*TEXT TO READ*
+++

See this [page](http://scikit-learn.org/stable/datasets/index.html) for reference

Prepare the data and the target in X and y. Set `ts`. Set the random state

In [18]:
X = dataset.data
y = dataset.target

Split the dataset into the train and test parts

In [16]:
Xtrain, Xtest, ytrain, ytest = train_test_split(X,y, random_state=10)

The code below is intended to ease the remainder of the exercise

In [17]:
model_lbls = [
             'dt', 
             'nb', 
#              'lp', 
#              'svc', 
#              'knn',
            ]

# Set the parameters to be explored by the grid for each classifier
tuned_param_dt = [{'max_depth': list(range(1,20))}]
tuned_param_nb = [{'var_smoothing': [10, 1, 1e-1, 1e-2, 1e-3, 1e-4, 1e-5, 1e-6, 1e-07, 1e-8, 1e-9, 1e-10]}]
tuned_param_lp = [{'early_stopping': [True]}]
tuned_param_svc = [{'kernel': ['rbf'], 
                    'gamma': [1e-3, 1e-4],
                    'C': [1, 10, 100, 1000],
                    },
                    {'kernel': ['linear'],
                     'C': [1, 10, 100, 1000],                     
                    },
                   ]
tuned_param_knn =[{'n_neighbors': [1, 2, 3, 4, 5, 6, 7, 8, 9, 10]}]

# set the models to be fitted specifying name, estimator and parameter structure
models = {
    'dt': {'name': 'Decision Tree       ',
           'estimator': DecisionTreeClassifier(), 
           'param': tuned_param_dt,
          },
    'nb': {'name': 'Gaussian Naive Bayes',
           'estimator': GaussianNB(),
           'param': tuned_param_nb
          },
    'lp': {'name': 'Linear Perceptron   ',
           'estimator': Perceptron(),
           'param': tuned_param_lp,
          },
    'svc':{'name': 'Support Vector      ',
           'estimator': SVC(), 
           'param': tuned_param_svc
          },
    'knn':{'name': 'K Nearest Neighbor ',
           'estimator': KNeighborsClassifier(),
           'param': tuned_param_knn
        
    }
}

# scores to be explored
scores = [
          'precision', 
#           'recall',
         ]

### The function below groups all the outputs
Write a function which has as parameter the fitted model and uses the components of the fitted model to inspect the results of the search with the parameters grid.

The components are:<br>
`model.best_params_`<br>
`model.cv_results_['mean_test_score']`<br>`
model.cv_results_['std_test_score']`<br>
`model.cv_results_['params']`

The classification report is generated by the function imported above from sklearn.metrics, which takes as argument the true and the predicted test labels.

The +/- in the results is obtained doubling the `std_test_score`. Mean and standard test scores are computed considering the various results on the cross-validation chunks.

+++

*DATA ENTRIES*
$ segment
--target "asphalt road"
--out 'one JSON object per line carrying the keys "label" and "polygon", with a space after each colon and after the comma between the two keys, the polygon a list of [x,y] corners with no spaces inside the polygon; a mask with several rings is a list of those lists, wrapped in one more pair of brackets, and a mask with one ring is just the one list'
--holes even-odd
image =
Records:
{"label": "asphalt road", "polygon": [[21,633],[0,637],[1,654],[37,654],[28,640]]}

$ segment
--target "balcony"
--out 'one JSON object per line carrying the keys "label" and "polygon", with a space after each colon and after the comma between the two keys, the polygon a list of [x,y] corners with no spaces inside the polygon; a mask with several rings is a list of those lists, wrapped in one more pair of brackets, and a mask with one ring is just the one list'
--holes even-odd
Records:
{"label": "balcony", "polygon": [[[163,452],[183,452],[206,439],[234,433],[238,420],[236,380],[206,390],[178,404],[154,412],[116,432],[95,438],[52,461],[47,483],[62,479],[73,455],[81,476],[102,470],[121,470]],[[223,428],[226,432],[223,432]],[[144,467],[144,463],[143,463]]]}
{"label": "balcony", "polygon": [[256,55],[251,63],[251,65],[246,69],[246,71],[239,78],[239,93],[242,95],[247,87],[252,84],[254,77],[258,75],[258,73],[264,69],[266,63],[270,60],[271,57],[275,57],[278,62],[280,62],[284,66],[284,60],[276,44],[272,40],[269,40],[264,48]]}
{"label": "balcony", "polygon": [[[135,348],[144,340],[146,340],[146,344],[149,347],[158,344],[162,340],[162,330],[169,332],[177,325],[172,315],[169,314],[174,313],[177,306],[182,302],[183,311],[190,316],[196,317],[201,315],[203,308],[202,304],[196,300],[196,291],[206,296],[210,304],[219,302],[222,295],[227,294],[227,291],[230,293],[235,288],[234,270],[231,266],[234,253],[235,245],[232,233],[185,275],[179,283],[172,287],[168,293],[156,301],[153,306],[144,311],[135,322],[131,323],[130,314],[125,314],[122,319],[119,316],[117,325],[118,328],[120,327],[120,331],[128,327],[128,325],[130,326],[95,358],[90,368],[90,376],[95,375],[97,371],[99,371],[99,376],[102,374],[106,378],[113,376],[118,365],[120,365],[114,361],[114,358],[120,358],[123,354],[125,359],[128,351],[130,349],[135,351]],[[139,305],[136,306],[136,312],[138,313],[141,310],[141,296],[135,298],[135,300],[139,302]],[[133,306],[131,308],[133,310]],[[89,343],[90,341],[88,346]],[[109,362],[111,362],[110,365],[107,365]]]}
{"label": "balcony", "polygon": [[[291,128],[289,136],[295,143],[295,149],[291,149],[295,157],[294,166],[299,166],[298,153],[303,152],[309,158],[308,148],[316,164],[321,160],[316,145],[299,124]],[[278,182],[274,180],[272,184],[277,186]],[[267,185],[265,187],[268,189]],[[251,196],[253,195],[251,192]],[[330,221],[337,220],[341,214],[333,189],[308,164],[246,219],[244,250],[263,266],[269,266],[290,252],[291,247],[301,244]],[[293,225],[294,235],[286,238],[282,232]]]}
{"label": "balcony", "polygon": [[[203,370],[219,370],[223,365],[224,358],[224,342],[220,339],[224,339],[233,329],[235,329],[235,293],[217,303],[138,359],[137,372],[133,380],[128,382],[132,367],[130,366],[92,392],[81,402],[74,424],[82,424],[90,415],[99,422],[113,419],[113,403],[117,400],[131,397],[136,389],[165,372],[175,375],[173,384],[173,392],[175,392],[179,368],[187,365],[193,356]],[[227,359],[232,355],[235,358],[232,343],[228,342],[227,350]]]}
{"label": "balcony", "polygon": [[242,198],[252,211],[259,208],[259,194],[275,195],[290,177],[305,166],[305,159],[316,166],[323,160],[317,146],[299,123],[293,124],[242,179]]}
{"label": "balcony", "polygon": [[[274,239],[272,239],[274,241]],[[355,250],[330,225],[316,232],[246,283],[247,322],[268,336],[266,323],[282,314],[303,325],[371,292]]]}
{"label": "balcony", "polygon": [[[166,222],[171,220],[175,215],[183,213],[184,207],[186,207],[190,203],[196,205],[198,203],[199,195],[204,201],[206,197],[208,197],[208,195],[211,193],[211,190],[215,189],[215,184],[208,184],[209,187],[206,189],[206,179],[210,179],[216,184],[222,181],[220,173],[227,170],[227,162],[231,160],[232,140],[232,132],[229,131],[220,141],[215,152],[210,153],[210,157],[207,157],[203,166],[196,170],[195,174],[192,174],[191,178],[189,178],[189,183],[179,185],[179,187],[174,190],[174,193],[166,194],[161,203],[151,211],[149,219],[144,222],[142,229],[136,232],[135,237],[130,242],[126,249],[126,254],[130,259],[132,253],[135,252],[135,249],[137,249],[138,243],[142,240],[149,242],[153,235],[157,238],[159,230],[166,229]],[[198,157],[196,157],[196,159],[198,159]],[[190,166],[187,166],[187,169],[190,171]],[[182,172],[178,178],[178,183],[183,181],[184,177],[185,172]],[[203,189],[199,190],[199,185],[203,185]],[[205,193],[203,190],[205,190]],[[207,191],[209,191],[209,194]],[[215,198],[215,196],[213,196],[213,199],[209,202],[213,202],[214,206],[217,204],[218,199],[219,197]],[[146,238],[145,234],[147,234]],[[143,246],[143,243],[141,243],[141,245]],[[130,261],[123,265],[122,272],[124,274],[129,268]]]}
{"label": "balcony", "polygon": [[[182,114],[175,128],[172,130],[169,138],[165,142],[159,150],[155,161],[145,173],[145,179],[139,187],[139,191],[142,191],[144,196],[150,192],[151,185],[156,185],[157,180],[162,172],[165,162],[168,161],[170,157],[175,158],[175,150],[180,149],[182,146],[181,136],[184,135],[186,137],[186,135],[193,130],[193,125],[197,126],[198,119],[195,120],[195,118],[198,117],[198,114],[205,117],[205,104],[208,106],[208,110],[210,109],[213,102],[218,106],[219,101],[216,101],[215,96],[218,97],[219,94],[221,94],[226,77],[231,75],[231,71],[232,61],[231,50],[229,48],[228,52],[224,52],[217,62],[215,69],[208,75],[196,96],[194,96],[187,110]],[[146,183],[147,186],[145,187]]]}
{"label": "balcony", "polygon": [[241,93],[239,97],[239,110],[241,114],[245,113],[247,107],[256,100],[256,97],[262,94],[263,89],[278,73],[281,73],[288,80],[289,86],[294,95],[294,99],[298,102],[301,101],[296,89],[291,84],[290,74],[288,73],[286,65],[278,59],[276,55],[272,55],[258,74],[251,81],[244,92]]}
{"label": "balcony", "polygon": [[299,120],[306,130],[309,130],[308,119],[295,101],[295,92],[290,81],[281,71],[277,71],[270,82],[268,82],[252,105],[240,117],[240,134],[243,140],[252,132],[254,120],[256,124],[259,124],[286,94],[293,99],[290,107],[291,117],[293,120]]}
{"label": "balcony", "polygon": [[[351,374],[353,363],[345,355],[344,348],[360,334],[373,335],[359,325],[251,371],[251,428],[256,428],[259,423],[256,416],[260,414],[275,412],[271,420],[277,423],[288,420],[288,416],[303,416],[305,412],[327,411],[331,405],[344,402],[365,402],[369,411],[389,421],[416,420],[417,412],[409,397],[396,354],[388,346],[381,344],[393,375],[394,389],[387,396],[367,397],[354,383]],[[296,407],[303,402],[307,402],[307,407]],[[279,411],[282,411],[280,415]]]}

+++

*DO THIS*
Repeat word for word the passage of the grid search notebook that opens with the words containing "The classification report" and closes with "predicted test labels.". The lines come from a different source than the grid search notebook.

*ANSWER TO THE PROBLEM*
The classification report is generated by the function imported above from sklearn.metrics, which takes as argument the true and the predicted test labels.